(Directions for this task) From the listing below, copy only the lines from the line that contains "Q: For every instance of the horizontal" to the line that contains "Q: For every instance of the floating", counting those two lines as part of the copy.

(Data in this exercise)
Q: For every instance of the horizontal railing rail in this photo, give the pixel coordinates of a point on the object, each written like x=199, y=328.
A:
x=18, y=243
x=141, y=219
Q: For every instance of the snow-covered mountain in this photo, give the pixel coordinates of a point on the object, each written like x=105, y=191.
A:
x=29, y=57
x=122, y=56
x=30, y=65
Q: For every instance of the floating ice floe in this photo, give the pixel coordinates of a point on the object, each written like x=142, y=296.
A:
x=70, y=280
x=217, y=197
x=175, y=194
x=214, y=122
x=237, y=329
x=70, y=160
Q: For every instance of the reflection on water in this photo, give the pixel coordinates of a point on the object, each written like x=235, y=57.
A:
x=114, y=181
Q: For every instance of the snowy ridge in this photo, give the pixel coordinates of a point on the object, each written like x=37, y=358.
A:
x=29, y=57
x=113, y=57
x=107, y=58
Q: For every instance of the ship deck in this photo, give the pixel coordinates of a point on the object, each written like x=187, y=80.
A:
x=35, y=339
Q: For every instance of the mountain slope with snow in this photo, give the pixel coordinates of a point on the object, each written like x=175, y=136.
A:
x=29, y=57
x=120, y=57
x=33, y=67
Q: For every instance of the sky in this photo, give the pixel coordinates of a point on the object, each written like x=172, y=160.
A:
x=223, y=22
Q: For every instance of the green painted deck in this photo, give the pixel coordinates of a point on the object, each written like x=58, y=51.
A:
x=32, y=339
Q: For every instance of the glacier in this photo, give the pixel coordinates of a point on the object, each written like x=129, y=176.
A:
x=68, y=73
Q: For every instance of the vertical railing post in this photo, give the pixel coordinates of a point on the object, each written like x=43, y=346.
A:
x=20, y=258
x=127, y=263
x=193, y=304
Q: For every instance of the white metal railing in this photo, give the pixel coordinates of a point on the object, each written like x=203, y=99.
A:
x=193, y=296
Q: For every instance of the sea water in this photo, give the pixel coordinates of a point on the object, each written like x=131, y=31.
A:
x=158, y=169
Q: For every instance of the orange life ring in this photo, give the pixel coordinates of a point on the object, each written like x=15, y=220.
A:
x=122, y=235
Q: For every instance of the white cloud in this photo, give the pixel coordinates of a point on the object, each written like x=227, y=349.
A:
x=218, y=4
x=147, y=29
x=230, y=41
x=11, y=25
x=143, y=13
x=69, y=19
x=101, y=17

...

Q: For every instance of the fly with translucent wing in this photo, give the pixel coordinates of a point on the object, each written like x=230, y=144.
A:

(Solution to this problem)
Q: For every instance of the horizontal railing rail in this photo, give the pixel coordinates of a point on the object, each written like x=199, y=328.
A:
x=18, y=243
x=141, y=219
Q: For every instance of the snow-covered mountain in this photo, give the pixel coordinates of a point on the object, each written like x=105, y=191.
A:
x=29, y=57
x=122, y=56
x=30, y=65
Q: For every instance of the floating ice floe in this photo, give the pixel coordinates of a point on the object, each written like x=142, y=296.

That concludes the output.